:: Data in this exercise ::

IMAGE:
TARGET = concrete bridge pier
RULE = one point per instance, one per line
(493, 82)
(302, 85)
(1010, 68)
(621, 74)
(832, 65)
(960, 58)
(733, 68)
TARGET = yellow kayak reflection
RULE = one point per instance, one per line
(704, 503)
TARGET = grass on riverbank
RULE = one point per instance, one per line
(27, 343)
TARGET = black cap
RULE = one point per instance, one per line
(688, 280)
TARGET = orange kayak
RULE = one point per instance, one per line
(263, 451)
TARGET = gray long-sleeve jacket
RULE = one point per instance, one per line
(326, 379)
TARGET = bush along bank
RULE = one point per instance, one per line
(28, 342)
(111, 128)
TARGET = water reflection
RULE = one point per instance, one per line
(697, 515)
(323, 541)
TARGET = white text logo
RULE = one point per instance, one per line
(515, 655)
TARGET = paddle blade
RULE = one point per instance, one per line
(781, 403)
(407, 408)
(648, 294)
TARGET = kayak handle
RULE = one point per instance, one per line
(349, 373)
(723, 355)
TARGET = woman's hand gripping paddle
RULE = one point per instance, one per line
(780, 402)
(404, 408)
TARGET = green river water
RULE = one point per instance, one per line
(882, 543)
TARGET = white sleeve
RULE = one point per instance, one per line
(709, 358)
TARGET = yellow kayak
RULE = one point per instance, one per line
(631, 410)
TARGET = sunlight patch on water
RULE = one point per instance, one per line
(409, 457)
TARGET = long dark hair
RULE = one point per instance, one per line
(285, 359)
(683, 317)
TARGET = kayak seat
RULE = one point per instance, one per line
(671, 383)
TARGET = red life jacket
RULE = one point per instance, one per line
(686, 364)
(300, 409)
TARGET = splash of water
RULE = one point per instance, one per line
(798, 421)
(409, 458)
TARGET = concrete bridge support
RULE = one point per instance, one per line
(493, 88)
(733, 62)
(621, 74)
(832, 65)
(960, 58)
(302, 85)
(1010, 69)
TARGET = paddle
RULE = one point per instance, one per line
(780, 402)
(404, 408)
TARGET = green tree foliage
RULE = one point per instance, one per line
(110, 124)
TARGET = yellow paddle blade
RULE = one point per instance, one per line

:::

» Task objective: Transcribe, exactly and completely, all of the entries.

» Answer area:
IMAGE:
TARGET = concrete bridge pier
RULE = one point per instance, one per line
(493, 82)
(302, 85)
(1010, 68)
(621, 74)
(832, 65)
(960, 58)
(733, 68)
TARGET = yellow kayak reflection
RULE = one point per instance, one per line
(704, 503)
TARGET = grass on riverbank
RULE = one point per instance, one per line
(27, 343)
TARGET = black cap
RULE = one point per instance, one per line
(688, 280)
TARGET = orange kayak
RULE = one point per instance, one per line
(263, 451)
TARGET = gray long-sleeve jacket
RULE = one point per instance, one per line
(326, 379)
TARGET = bush along bank
RULE = one point per instance, one per line
(28, 342)
(111, 128)
TARGET = water reflection
RULE = one point per instance, one per line
(697, 515)
(323, 541)
TARGET = white text logo
RULE = one point per instance, one per line
(515, 655)
TARGET = paddle blade
RULE = one point per instance, one per line
(781, 403)
(407, 408)
(648, 294)
TARGET = kayak handle
RULE = one point per instance, one per line
(349, 373)
(723, 355)
TARGET = woman's hand gripping paddle
RULE = one point per instance, one per line
(780, 402)
(404, 408)
TARGET = green river water
RULE = one point per instance, one per line
(882, 543)
TARGET = white sleeve
RULE = one point per instance, one per line
(709, 358)
TARGET = yellow kayak
RULE = one point per instance, one per line
(631, 410)
TARGET = sunlight patch on water
RULE = one point per instance, one per line
(409, 457)
TARGET = long dark hair
RULE = one point per instance, one per line
(285, 359)
(683, 317)
TARGET = kayak seat
RULE = one point per instance, one per line
(671, 383)
TARGET = red life jacket
RULE = one point per instance, one per line
(686, 364)
(300, 409)
TARGET = splash of water
RULE = one point per instance, one per line
(798, 421)
(409, 458)
TARGET = concrete bridge support
RULE = one point per instance, one per line
(493, 88)
(733, 62)
(621, 74)
(832, 65)
(960, 58)
(302, 85)
(1010, 69)
TARGET = paddle
RULE = one point per instance, one per line
(780, 402)
(404, 408)
TARGET = green tree foliage
RULE = one point per instance, one per line
(110, 124)
TARGET = yellow paddle blade
RULE = one point per instance, one per line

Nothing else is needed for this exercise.